- Required work
Please extract each line of the material below that contains the word "building".
******
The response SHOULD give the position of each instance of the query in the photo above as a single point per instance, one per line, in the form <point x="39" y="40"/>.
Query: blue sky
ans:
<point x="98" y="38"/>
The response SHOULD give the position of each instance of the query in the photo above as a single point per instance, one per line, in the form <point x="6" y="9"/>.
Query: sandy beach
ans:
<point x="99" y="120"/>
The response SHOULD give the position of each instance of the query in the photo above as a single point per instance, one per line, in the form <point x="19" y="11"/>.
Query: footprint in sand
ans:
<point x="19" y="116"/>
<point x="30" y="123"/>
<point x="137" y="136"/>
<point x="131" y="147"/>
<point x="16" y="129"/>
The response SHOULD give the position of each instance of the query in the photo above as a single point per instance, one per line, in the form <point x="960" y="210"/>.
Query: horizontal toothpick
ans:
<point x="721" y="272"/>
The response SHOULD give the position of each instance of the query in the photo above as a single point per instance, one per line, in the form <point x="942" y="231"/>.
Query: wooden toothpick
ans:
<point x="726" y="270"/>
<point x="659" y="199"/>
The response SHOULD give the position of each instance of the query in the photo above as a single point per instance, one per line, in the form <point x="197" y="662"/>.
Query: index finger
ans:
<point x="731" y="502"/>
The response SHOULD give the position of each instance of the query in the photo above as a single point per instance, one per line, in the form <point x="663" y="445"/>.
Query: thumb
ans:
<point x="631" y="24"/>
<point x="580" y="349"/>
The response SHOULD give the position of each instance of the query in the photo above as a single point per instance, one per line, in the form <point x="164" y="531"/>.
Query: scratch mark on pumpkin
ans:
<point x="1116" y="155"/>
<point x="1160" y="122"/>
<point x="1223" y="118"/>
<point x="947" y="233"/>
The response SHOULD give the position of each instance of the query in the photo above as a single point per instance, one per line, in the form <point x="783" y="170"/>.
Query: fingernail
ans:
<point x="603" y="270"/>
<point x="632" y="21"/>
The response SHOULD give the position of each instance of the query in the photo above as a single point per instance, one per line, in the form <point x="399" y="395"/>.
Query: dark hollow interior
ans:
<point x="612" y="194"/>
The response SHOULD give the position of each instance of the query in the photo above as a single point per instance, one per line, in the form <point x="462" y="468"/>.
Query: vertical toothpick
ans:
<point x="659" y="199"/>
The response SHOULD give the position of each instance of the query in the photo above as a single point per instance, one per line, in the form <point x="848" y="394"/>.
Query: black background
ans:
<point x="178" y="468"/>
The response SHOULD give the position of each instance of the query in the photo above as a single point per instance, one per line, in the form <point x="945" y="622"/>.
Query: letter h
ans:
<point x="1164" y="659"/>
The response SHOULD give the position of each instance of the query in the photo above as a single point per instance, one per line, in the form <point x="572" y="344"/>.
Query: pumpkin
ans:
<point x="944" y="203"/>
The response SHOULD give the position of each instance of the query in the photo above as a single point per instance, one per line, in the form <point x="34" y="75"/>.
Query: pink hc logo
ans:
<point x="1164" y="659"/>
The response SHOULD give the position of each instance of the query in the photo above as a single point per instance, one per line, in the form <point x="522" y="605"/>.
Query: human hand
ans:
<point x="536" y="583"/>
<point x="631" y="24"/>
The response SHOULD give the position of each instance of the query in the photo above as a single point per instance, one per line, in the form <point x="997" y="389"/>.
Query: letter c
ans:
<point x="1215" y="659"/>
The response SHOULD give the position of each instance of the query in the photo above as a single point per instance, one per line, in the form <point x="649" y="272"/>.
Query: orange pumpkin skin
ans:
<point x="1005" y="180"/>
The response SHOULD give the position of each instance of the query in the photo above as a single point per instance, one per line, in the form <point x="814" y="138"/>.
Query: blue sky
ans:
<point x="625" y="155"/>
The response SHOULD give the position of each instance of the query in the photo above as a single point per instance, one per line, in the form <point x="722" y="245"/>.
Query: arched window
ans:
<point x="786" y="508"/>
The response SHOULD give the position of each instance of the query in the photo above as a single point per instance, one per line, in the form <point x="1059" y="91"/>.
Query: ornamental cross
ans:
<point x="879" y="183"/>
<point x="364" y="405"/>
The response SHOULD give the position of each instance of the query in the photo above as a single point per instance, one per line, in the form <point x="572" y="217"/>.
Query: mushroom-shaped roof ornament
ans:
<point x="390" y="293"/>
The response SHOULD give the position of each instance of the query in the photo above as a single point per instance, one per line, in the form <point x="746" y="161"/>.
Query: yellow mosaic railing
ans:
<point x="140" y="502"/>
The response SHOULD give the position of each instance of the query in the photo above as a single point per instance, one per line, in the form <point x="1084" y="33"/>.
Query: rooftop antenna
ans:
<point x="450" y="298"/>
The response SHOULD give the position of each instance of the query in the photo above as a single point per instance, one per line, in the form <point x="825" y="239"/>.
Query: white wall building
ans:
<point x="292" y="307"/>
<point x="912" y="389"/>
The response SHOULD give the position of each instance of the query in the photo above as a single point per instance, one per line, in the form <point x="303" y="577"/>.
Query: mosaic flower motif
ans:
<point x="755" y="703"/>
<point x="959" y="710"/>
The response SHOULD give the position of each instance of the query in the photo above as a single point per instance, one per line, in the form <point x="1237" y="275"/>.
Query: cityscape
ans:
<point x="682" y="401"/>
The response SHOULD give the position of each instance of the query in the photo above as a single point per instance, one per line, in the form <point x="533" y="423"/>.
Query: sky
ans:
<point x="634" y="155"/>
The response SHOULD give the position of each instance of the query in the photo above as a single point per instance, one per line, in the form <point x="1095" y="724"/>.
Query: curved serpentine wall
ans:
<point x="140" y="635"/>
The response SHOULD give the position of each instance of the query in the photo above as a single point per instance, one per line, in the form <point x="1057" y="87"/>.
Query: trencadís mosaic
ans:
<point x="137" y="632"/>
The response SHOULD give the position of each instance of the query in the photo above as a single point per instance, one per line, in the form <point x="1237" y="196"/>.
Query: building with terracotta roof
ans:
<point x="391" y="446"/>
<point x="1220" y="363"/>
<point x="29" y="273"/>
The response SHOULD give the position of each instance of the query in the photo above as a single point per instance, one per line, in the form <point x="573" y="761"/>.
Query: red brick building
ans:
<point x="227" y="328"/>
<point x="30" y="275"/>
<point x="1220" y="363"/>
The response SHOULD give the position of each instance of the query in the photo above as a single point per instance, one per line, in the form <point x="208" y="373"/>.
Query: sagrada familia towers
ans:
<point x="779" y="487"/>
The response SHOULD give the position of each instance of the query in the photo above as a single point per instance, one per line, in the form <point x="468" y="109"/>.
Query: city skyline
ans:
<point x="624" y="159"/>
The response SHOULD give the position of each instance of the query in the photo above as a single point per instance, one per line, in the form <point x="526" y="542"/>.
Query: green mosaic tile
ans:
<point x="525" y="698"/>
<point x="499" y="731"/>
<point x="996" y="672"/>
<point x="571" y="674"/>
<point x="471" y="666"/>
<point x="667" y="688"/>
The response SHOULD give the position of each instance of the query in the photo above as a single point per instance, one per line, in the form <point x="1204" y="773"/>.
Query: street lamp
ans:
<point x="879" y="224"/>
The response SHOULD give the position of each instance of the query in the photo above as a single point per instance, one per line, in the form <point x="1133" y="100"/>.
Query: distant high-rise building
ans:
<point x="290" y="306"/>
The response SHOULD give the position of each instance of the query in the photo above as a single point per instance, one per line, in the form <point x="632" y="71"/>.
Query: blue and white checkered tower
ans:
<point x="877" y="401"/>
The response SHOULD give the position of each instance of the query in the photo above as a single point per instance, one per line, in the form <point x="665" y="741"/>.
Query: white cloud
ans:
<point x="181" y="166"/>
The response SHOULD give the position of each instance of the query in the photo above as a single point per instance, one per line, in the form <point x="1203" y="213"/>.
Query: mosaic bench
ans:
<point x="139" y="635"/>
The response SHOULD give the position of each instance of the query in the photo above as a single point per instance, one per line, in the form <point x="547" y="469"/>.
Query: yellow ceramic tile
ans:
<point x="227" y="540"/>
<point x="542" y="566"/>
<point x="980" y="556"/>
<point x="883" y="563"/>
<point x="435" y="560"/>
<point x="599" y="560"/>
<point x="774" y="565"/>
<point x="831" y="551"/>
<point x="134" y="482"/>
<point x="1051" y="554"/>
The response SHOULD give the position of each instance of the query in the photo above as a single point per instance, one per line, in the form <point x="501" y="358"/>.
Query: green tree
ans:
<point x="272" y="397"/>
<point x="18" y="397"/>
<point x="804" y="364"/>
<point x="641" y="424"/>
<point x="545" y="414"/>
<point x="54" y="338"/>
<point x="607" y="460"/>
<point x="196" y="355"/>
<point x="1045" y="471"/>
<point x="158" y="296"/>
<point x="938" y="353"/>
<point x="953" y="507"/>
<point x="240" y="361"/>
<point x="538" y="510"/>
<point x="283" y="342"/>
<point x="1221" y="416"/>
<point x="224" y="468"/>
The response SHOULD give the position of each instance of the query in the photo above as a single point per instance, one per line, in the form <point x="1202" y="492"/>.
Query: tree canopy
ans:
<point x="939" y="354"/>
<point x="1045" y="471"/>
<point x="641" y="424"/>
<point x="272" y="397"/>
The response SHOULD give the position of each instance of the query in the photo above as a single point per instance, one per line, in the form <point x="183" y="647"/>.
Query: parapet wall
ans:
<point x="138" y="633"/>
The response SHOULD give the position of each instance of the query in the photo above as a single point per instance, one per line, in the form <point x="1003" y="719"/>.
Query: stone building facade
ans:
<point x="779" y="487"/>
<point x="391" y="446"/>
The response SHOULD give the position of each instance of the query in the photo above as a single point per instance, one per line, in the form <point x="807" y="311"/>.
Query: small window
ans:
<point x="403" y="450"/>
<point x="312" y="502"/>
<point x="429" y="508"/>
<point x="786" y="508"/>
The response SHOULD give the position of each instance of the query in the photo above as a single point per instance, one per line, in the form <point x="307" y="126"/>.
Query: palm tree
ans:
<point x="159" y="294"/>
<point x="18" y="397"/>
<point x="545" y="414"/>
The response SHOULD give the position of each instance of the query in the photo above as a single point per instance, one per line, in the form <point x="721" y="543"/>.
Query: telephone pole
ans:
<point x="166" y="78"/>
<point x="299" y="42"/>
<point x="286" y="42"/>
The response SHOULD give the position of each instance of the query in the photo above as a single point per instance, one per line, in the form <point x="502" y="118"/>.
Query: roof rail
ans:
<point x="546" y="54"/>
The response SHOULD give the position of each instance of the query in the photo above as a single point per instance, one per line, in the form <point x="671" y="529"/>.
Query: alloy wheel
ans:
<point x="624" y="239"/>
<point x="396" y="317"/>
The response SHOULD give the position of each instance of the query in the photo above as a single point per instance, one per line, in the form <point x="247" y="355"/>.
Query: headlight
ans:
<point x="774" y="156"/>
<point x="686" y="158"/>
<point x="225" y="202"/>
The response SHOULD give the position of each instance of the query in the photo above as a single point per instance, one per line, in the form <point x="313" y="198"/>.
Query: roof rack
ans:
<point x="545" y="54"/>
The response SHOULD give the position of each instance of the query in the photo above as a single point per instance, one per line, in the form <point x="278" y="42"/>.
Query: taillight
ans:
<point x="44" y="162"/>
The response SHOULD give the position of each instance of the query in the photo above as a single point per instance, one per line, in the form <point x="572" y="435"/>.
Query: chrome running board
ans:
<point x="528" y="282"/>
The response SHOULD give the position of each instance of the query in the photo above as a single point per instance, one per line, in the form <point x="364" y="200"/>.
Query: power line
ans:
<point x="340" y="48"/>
******
- Result of this exercise
Query: white wall building
Query: building with terracotta roof
Query: red brick building
Query: distant high-rise building
Query: stone building facade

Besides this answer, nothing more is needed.